> [Aim of the task]: Arrange everything from the line containing "Objective — for every instance of the steep" down to the end of the records as a numbered list, skipping blank lines and leaving out the pictures.

> [Material shown]:
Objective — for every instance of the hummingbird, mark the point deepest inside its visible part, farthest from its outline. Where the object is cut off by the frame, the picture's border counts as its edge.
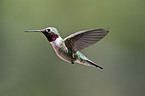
(68, 49)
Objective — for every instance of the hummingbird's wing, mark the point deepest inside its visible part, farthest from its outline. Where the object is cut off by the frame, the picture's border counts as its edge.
(83, 39)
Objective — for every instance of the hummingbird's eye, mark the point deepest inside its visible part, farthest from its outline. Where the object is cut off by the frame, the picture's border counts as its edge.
(48, 30)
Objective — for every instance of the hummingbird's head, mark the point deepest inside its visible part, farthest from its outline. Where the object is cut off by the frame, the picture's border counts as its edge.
(51, 33)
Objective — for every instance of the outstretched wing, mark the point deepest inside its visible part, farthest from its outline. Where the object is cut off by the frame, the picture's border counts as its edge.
(83, 39)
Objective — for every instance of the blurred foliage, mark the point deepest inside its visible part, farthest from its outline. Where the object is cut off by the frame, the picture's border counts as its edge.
(29, 66)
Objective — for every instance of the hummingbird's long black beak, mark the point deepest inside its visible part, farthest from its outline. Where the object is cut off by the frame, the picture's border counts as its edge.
(34, 31)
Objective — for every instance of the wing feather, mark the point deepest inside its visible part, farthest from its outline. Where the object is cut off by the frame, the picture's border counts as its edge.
(83, 39)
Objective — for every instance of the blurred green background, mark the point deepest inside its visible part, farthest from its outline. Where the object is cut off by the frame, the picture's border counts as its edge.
(29, 66)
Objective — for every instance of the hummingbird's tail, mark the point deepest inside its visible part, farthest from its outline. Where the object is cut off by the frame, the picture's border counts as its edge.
(94, 64)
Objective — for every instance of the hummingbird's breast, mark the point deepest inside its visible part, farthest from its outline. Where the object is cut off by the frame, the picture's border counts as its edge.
(61, 50)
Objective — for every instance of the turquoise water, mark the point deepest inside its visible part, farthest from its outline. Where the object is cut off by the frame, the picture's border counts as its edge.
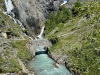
(43, 65)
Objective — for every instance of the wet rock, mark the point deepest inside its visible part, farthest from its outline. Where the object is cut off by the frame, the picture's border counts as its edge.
(33, 13)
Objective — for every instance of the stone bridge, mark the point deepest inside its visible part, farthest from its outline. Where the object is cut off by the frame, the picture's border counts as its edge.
(32, 45)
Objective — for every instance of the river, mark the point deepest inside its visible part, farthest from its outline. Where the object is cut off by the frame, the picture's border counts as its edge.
(42, 64)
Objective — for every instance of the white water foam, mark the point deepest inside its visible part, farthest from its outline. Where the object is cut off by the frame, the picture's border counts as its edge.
(63, 3)
(41, 33)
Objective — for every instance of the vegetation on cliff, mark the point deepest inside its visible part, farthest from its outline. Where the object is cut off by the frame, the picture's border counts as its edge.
(12, 46)
(78, 37)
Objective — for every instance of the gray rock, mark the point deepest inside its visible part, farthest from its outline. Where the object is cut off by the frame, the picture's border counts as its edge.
(71, 2)
(33, 13)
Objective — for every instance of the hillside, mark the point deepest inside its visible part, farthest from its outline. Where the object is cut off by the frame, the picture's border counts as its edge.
(75, 36)
(12, 45)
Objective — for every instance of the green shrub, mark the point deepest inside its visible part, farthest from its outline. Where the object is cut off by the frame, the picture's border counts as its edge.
(3, 22)
(75, 8)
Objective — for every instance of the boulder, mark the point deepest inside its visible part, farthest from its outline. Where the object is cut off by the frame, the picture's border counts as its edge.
(33, 13)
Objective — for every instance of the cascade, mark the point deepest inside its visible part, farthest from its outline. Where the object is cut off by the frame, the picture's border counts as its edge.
(42, 64)
(41, 33)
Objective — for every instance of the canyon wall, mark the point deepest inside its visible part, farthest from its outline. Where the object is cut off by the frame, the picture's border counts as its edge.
(33, 13)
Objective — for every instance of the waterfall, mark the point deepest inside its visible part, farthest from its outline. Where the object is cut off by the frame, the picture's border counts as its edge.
(41, 33)
(10, 7)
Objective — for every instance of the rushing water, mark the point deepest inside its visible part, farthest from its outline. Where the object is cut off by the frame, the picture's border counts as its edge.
(43, 65)
(41, 33)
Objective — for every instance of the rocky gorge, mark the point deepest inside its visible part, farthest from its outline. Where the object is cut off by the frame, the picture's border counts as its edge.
(70, 31)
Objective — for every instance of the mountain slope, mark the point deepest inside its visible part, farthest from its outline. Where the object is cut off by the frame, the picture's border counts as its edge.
(76, 43)
(12, 45)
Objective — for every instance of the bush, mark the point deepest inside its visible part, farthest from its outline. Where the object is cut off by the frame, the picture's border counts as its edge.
(75, 8)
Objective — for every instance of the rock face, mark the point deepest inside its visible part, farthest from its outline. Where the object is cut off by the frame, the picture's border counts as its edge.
(33, 13)
(71, 2)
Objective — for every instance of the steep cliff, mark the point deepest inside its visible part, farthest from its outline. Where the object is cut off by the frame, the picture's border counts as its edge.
(76, 41)
(71, 2)
(33, 13)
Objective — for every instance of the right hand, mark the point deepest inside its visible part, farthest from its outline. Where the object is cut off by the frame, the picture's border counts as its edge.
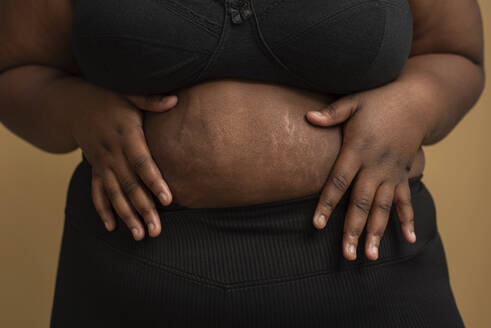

> [Written answer]:
1. Objective — for every instance of the steep cliff, mark the point deepest inside its visible part, farthest from its outline. Where the object is cut off by the frame, the picture's border counts as its edge.
2. (76, 41)
3. (71, 2)
4. (33, 13)
5. Objective — for every instance of the right hand, mark the point deepest inside its visible part, farthest from its outline. Where the object is cut off by the frame, the picture's border counts as its edge.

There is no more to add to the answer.